### Verilen Metin:

Yargıtay Kararı 8. Hukuk Dairesi 2021/15256 E. 2023/5342 K. 19.10.2023 T.

YARGITAY KARARI
DAİRE : 8. Hukuk Dairesi
ESAS NO : 2021/15256
KARAR NO : 2023/5342
KARAR TARİHİ : 19.10.2023

MAHKEMESİ :Kadastro Mahkemesi
SAYISI : 2019/2 E., 2020/8 K.
KARAR : Davanın reddine

Taraflar arasındaki kadastro tespitine itiraz davasından dolayı yapılan yargılama sonunda verilen karar hakkında yapılan temyiz incelemesi sonunda Yargıtay (Kapatılan) 16. Hukuk Dairesince İlk Derece Mahkemesi kararının bozulmasına karar verilmiştir.
İlk Derece Mahkemesince bozmaya uyularak yeniden yapılan yargılama sonucunda; davanın reddine karar verilmiştir.
İlk Derece Mahkemesi kararı davacı Hazine temsilcisi tarafından temyiz edilmekle; kesinlik, süre, temyiz şartı ve diğer usul eksiklikleri yönünden yapılan ön inceleme sonucunda, temyiz dilekçesinin kabulüne karar verildikten ve Tetkik Hâkimi tarafından hazırlanan rapor dinlendikten sonra dosyadaki belgeler incelenip gereği düşünüldü:
I. DAVA
1. Kadastro sırasında, … ilçesi Zirekli Köyü çalışma alanında bulunan 103 ada 5, 6, 7, 8, 20 ve 21 parsel … sırasıyla 26.046.49, 249.41, 1.271.67, 5.232.19, 17.498,76 ve 17.826,02 metrekare yüzölçümündeki taşınmazlardan 103 ada 5 parsel … taşınmaz davalı … adına, 103 ada 6 ve 20 parsel … taşınmazlar bir kısım davalılar murisi … adına, 103 ada 7 parsel … taşınmaz davalı … adına, 103 ada 8 parsel … taşınmaz davalı … adına, 103 ada 21 parsel … taşınmaz ise davalı … adına, tapu kaydına, kazandırıcı zamanaşımı zilyetliğine, hibeye ve taksime dayanılarak, ayrıca Hazine tapusunun oluştuğu tarih itibariyle 3402 … Kadastro Kanunu’nun (3402 … Kanun) 14 ve 46/1 inci maddelerindeki koşullarının gerçekleştiği gerekçesiyle tespit edilmiştir.

### Alıştırma Gereksinimleri:
A. Yargıtay kararının "Yargıtay Kararı 8." ifadesiyle başlayıp "E., 2020/8 K." ifadesine kadar süren kısmını birebir geri döndürün.
B. Yargıtay kararını kaldığı yerden sürdürün.
Kayıtların bu çalışmada hiçbir işlevi yoktur.

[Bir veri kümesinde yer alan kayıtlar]
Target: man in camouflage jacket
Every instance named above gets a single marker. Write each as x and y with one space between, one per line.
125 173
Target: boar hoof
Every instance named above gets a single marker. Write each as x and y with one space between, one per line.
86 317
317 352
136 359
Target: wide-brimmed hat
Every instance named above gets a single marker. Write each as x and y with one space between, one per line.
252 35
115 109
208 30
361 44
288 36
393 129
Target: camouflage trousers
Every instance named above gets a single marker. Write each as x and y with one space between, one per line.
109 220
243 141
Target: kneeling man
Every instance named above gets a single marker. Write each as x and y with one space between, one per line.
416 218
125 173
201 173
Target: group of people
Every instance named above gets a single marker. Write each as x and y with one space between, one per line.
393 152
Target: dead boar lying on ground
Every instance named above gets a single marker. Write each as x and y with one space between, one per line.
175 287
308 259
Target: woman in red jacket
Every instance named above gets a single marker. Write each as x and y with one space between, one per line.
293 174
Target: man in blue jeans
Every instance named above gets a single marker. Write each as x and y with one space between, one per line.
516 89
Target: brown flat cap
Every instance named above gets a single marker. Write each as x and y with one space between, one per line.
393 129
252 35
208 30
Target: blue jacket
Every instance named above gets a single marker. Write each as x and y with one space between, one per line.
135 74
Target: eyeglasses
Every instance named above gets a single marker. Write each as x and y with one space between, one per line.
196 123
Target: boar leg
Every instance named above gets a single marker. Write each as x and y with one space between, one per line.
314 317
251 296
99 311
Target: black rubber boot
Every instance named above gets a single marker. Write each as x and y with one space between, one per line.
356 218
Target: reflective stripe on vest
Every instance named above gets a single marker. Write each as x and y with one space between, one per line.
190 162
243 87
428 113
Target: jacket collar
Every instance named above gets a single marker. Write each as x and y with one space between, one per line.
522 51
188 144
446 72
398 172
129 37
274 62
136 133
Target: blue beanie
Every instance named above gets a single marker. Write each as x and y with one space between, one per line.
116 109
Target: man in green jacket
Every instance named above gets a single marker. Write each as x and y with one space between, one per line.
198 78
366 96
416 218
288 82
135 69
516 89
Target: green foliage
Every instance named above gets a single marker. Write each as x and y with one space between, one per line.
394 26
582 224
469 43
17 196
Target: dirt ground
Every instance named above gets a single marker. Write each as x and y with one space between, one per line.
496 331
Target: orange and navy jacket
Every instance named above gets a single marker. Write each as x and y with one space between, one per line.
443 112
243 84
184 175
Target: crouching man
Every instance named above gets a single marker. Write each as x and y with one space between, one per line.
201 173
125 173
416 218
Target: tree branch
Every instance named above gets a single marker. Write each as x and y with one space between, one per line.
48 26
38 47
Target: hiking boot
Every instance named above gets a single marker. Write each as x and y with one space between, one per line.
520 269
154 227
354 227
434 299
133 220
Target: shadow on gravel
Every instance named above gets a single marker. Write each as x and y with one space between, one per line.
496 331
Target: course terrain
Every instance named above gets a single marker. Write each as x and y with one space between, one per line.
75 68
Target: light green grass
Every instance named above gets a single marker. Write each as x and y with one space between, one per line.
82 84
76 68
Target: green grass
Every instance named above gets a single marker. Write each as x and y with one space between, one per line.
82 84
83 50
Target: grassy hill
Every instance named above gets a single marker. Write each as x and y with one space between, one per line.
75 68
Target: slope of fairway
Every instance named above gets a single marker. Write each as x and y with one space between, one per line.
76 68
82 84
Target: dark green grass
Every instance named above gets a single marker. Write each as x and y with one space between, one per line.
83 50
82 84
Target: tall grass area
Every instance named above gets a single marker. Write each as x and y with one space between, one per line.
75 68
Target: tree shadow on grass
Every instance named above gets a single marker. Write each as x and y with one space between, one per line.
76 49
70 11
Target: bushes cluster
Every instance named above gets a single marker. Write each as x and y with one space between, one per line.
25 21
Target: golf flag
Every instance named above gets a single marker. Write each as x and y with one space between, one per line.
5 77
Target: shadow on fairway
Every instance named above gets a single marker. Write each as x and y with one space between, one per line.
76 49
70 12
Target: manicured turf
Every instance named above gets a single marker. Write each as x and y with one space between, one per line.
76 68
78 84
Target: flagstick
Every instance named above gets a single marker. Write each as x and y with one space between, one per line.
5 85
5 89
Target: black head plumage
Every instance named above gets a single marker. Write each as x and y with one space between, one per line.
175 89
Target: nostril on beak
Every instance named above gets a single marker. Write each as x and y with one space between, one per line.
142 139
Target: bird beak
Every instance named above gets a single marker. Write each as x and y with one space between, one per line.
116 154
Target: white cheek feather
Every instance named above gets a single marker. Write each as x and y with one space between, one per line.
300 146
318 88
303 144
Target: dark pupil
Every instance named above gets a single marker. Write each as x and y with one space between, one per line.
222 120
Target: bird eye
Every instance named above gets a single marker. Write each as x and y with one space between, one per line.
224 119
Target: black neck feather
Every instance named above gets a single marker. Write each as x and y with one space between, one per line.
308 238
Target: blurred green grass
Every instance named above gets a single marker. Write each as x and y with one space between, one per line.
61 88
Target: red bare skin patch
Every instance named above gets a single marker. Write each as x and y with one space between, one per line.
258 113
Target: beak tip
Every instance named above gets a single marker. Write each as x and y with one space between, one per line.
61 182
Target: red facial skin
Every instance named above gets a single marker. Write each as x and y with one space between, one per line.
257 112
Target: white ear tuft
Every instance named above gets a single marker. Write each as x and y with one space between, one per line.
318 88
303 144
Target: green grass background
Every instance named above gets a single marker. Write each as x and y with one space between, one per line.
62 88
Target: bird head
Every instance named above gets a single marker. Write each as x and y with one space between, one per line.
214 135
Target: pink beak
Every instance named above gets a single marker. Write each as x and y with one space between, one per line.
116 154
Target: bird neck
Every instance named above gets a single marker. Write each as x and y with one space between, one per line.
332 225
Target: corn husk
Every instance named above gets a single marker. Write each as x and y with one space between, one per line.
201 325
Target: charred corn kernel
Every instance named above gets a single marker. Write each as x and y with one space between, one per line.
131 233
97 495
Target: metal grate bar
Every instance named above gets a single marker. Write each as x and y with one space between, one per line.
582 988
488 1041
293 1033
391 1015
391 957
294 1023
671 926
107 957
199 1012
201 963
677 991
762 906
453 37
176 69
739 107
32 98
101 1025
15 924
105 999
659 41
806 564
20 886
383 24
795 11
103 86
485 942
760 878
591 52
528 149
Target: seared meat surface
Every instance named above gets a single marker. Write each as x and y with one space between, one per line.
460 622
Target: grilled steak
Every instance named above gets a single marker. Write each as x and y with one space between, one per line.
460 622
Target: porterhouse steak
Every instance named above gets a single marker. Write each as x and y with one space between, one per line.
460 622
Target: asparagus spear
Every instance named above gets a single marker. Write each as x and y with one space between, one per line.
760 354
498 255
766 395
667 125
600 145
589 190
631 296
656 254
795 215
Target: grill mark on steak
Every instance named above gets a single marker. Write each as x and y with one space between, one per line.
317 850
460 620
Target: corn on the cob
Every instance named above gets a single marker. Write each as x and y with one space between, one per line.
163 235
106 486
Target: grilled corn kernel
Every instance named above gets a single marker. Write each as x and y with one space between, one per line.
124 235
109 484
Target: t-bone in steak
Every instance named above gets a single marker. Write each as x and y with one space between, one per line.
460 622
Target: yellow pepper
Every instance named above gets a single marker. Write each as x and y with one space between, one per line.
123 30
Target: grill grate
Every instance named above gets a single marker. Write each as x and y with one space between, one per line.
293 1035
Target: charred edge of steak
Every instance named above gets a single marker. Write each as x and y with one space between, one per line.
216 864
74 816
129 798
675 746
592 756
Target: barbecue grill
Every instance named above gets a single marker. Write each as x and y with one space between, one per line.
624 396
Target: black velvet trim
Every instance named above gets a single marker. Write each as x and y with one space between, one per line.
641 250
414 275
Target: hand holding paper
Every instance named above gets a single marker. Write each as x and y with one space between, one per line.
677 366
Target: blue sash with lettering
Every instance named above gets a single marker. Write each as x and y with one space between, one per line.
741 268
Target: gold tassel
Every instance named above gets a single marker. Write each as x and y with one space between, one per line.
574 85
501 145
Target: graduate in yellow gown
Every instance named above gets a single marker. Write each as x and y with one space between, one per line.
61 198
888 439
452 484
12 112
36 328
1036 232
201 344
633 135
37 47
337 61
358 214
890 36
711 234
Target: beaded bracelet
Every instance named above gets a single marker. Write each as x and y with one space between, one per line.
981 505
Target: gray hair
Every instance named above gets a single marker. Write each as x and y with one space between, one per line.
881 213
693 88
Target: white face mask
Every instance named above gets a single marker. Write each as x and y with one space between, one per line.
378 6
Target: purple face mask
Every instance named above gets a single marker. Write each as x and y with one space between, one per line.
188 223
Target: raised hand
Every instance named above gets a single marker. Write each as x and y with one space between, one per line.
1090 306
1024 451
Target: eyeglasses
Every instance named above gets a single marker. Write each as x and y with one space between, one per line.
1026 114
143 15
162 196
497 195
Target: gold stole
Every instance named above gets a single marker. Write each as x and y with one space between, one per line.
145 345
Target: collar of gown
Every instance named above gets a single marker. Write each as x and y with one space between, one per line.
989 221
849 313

### Yazılı Yanıtlar:
A.
Yargıtay Kararı 8. Hukuk Dairesi 2021/15256 E. 2023/5342 K. 19.10.2023 T.

YARGITAY KARARI
DAİRE : 8. Hukuk Dairesi
ESAS NO : 2021/15256
KARAR NO : 2023/5342
KARAR TARİHİ : 19.10.2023

MAHKEMESİ :Kadastro Mahkemesi
SAYISI : 2019/2 E., 2020/8 K.

B.
2. Davacı Hazine temsilcisi, toprak tevzi çalışmaları sonucu oluşan tapu kaydına dayanarak her bir davalıya karşı ayrı ayrı dava açmış, İlk Derece Mahkemesince dosyaların birleştirilmesine karar verilmiştir.

II. CEVAP
1.Davalılar … ve … cevap dilekçelerinde; Hazinenin dayanmış olduğu tapu kaydının dava konusu taşınmazlara ait olmadığını, 100 yıldan fazla zamandır taşınmazların kendi zilyetliklerinde olduğunu, devletin veya üçüncü şahısların dava konusu taşınmazlarla herhangi bir ilgisinin bulunmadığını, Hazinenin davasının yersiz olduğunun belirterek davanın reddini savunmuştur.

2.Davalı … 26.11.2012 tarihli duruşmada alınan beyanında; dava konusu taşınmazın dedesinden babasına, babasından da kendisine kaldığını, Hazinenin dava konusu taşınmazlarla hiçbir ilgisinin bulunmadığını, açılan davayı kabul etmediğini belirterek davanın reddini savunmuştur.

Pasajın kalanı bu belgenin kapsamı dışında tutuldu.